* Task description *
Please find every line below that contains the word "rocky" and copy each of those lines in full. Case counts when matching.
● ● ● ●
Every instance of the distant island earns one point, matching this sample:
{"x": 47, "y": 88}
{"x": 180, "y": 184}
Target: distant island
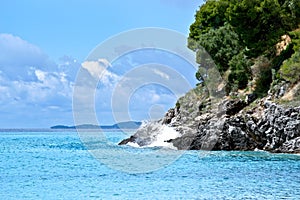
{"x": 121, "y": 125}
● ● ● ●
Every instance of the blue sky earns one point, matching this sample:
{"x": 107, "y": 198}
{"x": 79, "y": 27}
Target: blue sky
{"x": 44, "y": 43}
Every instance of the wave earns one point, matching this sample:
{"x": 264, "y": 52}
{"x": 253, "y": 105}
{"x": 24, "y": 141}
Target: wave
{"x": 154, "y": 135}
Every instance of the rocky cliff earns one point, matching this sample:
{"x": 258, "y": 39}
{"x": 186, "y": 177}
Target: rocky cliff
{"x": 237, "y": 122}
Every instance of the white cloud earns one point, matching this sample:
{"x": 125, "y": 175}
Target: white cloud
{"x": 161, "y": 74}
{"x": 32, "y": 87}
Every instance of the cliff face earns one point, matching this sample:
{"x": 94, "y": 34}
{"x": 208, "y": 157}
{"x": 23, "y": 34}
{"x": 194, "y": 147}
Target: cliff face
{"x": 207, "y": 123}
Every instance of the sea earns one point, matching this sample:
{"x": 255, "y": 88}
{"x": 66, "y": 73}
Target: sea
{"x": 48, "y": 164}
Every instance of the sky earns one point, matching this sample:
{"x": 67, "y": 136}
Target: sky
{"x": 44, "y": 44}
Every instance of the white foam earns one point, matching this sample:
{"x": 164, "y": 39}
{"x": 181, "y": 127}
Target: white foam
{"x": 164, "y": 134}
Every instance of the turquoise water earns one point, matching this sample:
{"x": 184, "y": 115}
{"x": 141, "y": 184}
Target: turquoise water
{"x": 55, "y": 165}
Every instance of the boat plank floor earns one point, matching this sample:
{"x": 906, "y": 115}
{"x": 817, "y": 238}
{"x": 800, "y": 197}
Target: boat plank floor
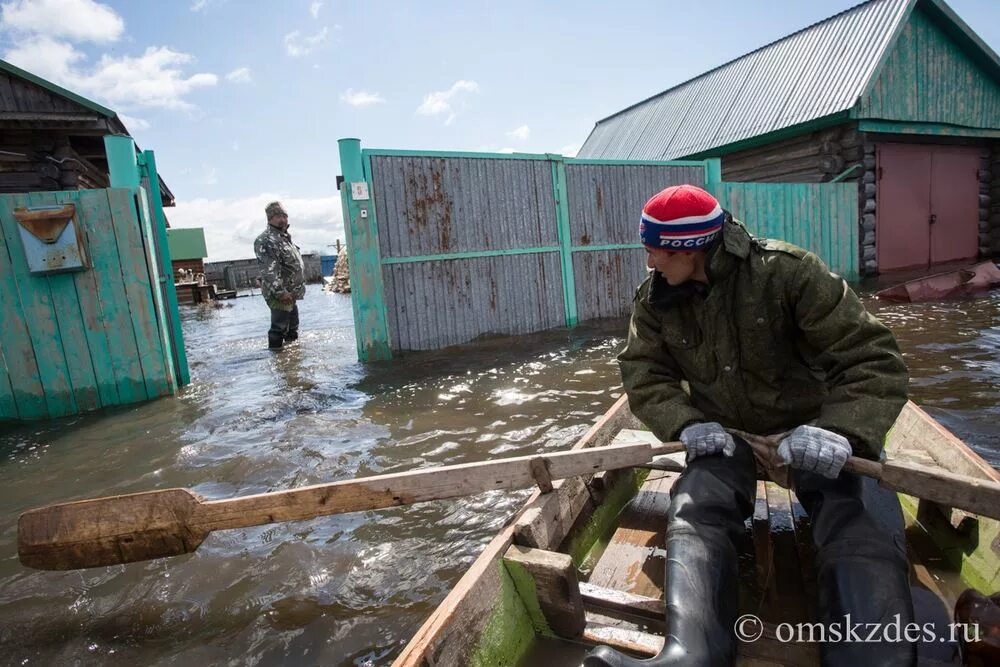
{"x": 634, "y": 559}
● ● ● ●
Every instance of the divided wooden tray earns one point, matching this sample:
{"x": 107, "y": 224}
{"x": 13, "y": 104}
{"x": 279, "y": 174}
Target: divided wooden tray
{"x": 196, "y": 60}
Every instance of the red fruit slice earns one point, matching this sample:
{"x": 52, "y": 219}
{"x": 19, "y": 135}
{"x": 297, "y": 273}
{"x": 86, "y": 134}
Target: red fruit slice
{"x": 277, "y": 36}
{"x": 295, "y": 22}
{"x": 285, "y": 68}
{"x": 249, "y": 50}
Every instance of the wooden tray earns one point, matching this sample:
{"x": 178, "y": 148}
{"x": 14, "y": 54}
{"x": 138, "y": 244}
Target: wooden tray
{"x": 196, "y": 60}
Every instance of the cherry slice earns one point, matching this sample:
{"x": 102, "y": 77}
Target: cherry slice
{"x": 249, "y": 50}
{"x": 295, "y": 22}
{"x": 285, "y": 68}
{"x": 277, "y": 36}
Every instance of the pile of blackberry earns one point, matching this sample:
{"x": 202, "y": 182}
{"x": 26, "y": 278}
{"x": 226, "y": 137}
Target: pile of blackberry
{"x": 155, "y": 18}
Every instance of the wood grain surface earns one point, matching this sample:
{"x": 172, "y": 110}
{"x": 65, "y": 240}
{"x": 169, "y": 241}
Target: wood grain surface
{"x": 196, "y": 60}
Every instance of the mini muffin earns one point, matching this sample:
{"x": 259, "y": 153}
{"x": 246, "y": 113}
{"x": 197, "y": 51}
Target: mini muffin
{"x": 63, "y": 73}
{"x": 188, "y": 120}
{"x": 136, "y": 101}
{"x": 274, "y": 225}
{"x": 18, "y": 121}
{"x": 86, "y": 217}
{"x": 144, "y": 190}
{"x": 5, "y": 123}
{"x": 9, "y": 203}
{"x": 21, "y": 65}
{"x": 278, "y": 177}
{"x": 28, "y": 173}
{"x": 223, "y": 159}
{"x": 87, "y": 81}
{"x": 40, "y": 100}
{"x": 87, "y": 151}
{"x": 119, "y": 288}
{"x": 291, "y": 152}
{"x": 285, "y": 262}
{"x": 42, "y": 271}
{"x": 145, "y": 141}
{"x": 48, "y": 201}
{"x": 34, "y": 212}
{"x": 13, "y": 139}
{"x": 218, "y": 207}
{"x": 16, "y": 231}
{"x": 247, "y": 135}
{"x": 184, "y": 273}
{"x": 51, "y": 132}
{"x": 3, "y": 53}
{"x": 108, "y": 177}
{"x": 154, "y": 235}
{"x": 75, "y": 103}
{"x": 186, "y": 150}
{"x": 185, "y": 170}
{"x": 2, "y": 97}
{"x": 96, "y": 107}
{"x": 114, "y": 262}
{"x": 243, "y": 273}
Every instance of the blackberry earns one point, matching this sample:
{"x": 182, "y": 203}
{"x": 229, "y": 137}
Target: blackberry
● ● ● ●
* Exercise output *
Every instance of the rocky cliff earns one point, matching this sample:
Target: rocky cliff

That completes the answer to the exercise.